[Quoted passage Boundary: Start]

The 30th Sunday in Ordinary Time
St Benedict was a master of the spiritual life, and he knew how to put first things first. In writing his Rule, he devoted all of chapter 4 to what he called “the tools for good works”. Chapter 4 begins with a quotation from this morning’s Gospel: “First of all, love the Lord God with your whole heart, your whole soul, and all your strength, and love your neighbor as yourself”.
The first tool for good works is an instrument with two edges, the love of God and the love of neighbor, and Jesus himself says that “the whole law and the prophets depend on these two commandments”. We were made to use this tool, to love God and our neighbor, and we learn to use it from our life experiences.
As with any tool, there’s a right way and a wrong way to use it, and most of us begin by using it the wrong way. Before we know how to love, we want too much to be loved, and before we’ve learned to love ourselves in the right way, we want to get our neighbor to love us. That doesn’t work, because it’s using the tool in the wrong way.

[Quoted passage Boundary: End]

Brief 1:
Print the part of the text on the 30th Sunday that opens with the words containing "The 30th Sunday" and closes with "our life experiences.".
Brief 2:
Please answer these questions from the text on the 30th Sunday:
(a) Which chapter of his Rule did St Benedict devote to the tools for good works?
(b) What are the two edges of the first tool for good works?
(c) From what do we learn to use this tool?
Brief 3:
Say whether each statement agrees with the text on the 30th Sunday:
(a) Chapter 4 of St Benedict's Rule begins with a quotation from this morning's Gospel.
(b) Most of us begin by using the tool the right way.
(c) Jesus says the whole law and the prophets depend on the two commandments.
The lines after the text on the 30th Sunday have nothing to do with it.

[Supplied data Boundary: Start]

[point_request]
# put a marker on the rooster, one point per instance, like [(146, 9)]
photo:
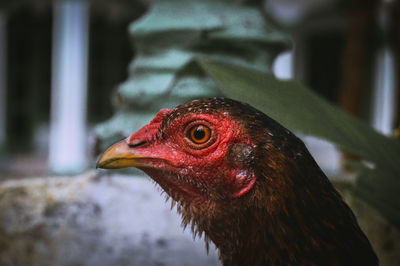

[Supplied data Boundary: End]

Task result 1:
The 30th Sunday in Ordinary Time
St Benedict was a master of the spiritual life, and he knew how to put first things first. In writing his Rule, he devoted all of chapter 4 to what he called “the tools for good works”. Chapter 4 begins with a quotation from this morning’s Gospel: “First of all, love the Lord God with your whole heart, your whole soul, and all your strength, and love your neighbor as yourself”.
The first tool for good works is an instrument with two edges, the love of God and the love of neighbor, and Jesus himself says that “the whole law and the prophets depend on these two commandments”. We were made to use this tool, to love God and our neighbor, and we learn to use it from our life experiences.

Task result 2:
(a) Chapter 4.
(b) The love of God and the love of neighbor.
(c) From our life experiences.

Task result 3:
(a) Yes: "Chapter 4 begins with a quotation from this morning’s Gospel"
(b) No: "most of us begin by using it the wrong way"
(c) Yes: "Jesus himself says that “the whole law and the prophets depend on these two commandments”"